Text excerpt
Resource Management Support Clerk Release Clerk
Aim
The aim of this course is to provide the training required to prepare personnel to perform the duties of the Release Clerk.
Scope
The course consists of 17 Training Days. The course content entails the knowledge and skills required for the RMS Release Clerk Course as described in A-PD-055-002/PP-002 Part 2, CF Manual of Non-Commissioned Member's Structure Vol 2 Occupation, covering the following topics:
•	Brief Member on Release Entitlements 
•	Prepare Release Documentation 
•	Finalize Release File 
Resource Management Deployed Operations
Aim
The aim of this course is to prepare personnel to perform the duties of a Resource Management Support (RMS) person during deployed operations.
Scope
This course consists of 9 training days. The course content entails the knowledge and skills required for the RMS Depl Ops Course as described in A-PD-055-002/PP-002 Part 2, CF Manual of Non-Commissioned Member's Structure Vol 2 Occupation which includes the following performance objectives:
•	Provide personnel services support in a deployed environment 
•	Provide administration support services to deployed personnel 
•	Perform financial management functions for deployed operations 
•	Manage deployed CCPS RE pay transactions 
•	Manage foreign cashier operations 


Resource Management Support Clerk Deployed Engineering Support
Aim
The aim of this training is to prepare personnel to perform the duties of a RMS Depl Engr Sp Clerk during deployed operations and domestic applications.

Challenges
(A) Using the course descriptions, explain in one to three sentences why the Resource Management Deployed Operations course is given.
(B) Carry on the course descriptions from the point after the stated aim of the Deployed Engineering Support training.
The lines that come next have no connection to the course descriptions above.

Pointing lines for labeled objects
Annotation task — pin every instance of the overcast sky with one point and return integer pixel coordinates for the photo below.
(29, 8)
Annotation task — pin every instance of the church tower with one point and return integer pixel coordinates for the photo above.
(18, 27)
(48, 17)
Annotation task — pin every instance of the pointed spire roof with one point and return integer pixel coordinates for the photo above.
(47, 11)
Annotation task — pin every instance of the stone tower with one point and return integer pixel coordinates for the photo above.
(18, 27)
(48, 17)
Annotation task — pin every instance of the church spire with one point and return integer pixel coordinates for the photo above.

Answers provided
(A) The course is given to prepare personnel to perform the duties of a Resource Management Support (RMS) person during deployed operations. Over nine training days, it provides the knowledge and skills required for the RMS Depl Ops Course.

(B)
Scope
This course consists of 20 Training Days. The course content entails the knowledge and skills required for the 00298 RMS Depl Engr Sp Course as described in A-PD-055-002/PP-002 Part 2, CF Manual of Non-Commissioned Member's Structure Vol 2 Occupation which includes the following performance objectives:
•	Administer Engineering Projects 
•	Administer Engineering Contracts 
•	Administer Engineering Property Records 
•	Prepare Engineering Reports and Returns 
Resource Management Support Clerk Cashier Services Specialty

Aim
The aim of the training is to prepare RMS Clerk personnel to perform the duties required of Cashier Services, Head and Sub-Cashier.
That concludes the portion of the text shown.